## ARTICOLO
#####
Come rane in uno stagno: la diffusione del modello
Il contributo è tratto da Storia della civiltà europea a cura di Umberto Eco, edizione in 75 ebook
Il modello della polis è visto qui nella sua dimensione dinamica attraverso la complessa fenomenologia della colonizzazione arcaica. Si sottolineano gli elementi di continuità e di innovazione rispetto alle esperienze di navigazione di II millennio tratteggiando gli elementi caratterizzanti delle esperienze di età storica. Pur in una casistica assai ampia, si verifica la centralità della polis come luogo privilegiato di un processo vivace, originale e per molti versi distintivo.
“Ce ne stiamo intorno alle rive del mare come rane o formiche intorno a uno stagno”, così si esprimeva Platone nel Fedone, per descrivere la presenza greca nel Mar Mediterraneo. Mare, nel IV secolo, ormai percorso avanti e indietro fin nelle sue propaggini più remote; mare ben noto e dunque già piccolo; mare comunque molto vivo.
La storia dello stagno e delle rane, però, richiede qualche spiegazione, visto che la diffusione della presenza ellenica dalle Colonne d’Ercole al Mar Nero è il risultato di un processo non banale. La carta, qualsiasi carta da manuale, che ci presenti le coste che guardano a questo mare come più o meno diffusamente punteggiate di insediamenti greci, schiaccia necessariamente in una foto senza tempo il frutto di una storia molto lunga, in cui sono proprio le molteplici vibrazioni e i cambiamenti a dare il senso di una vitalità mai quieta.
E, per coglierne lo sviluppo, bisogna cominciare prima dei Greci del I millennio e accennare almeno alle navigazioni di Micenei e Fenici – in quest’ordine – che tra XIII e IX secolo hanno “arato” il mare, definendone progressivamente confini e proiezioni. Questa sapienza marinara fatta di osservazione di stelle e correnti, di tecniche e di obiettivi più o meno lungimiranti, costituisce la necessaria premessa alla colonizzazione di età storica. E non (o non solo) perché è già nella cosiddetta età oscura che si definiscono alcuni temi di un patrimonio che si travasa, nutrendola, nella cultura greca, ma anche perché è proprio in questi secoli che il Mediterraneo diviene il teatro di una diffusa e multiforme mobilità che prima ancora di essere caratterizzata etnicamente o culturalmente riconosce nel mare (in quel mare) lo spazio insieme incerto e privilegiato per esperienze condivise, tale da diventare il collante più solido di un comune riconoscersi. Questa, forse, è l’acquisizione più duratura, quella colta da Platone in maniera tanto efficace; questa l’eredità più solida che ancora oggi tenta di restituire centralità a un mare per molti versi periferico.
#####
## SEZIONE DATI

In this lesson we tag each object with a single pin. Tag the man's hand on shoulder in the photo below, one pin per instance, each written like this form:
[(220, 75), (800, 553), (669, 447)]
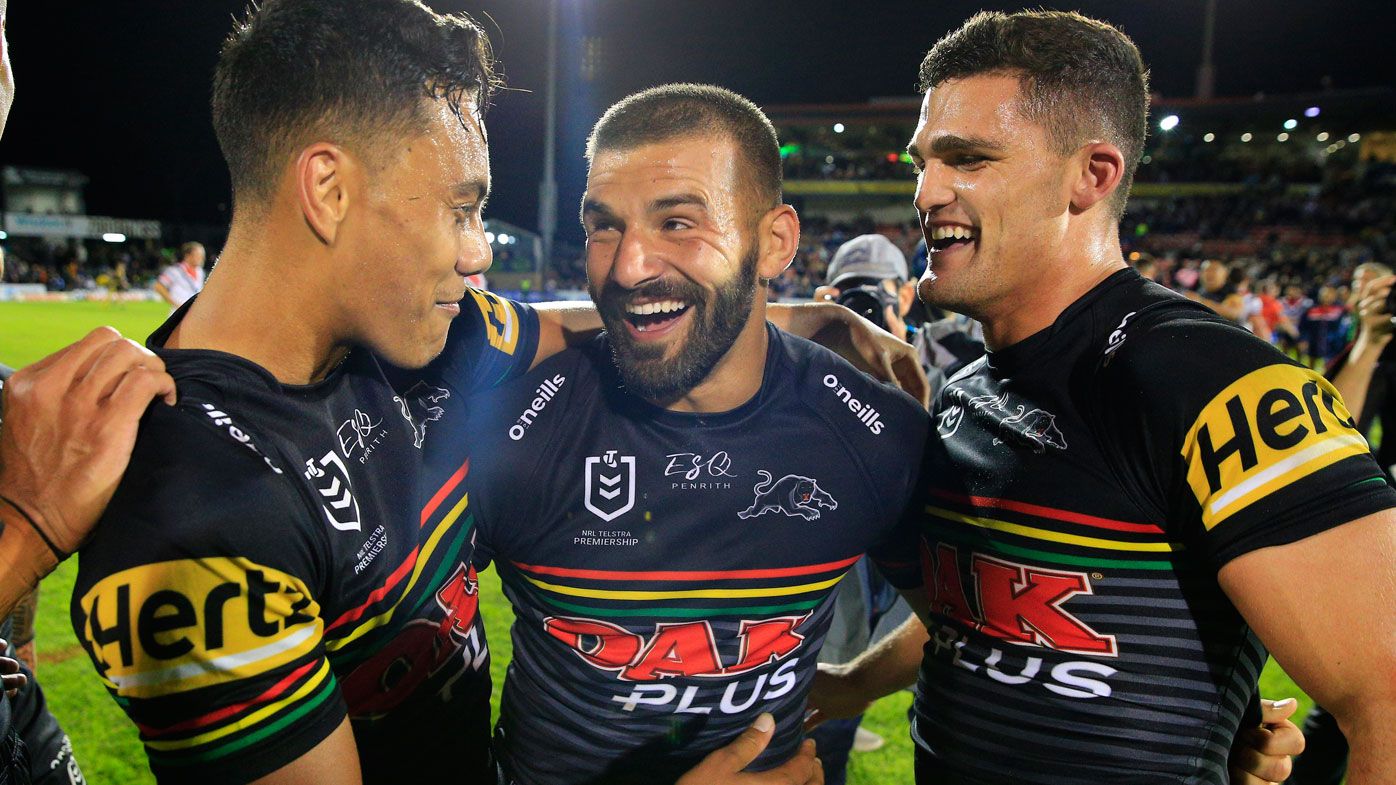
#####
## COMPITO DA SVOLGERE
Elenchi tutti i riferimenti cronologici espressi in secoli o in millenni che compaiono nell'articolo sulla diffusione della presenza greca nel Mediterraneo.

## RISPOSTA AL COMPITO
- II millennio
- IV secolo
- XIII secolo
- IX secolo
- I millennio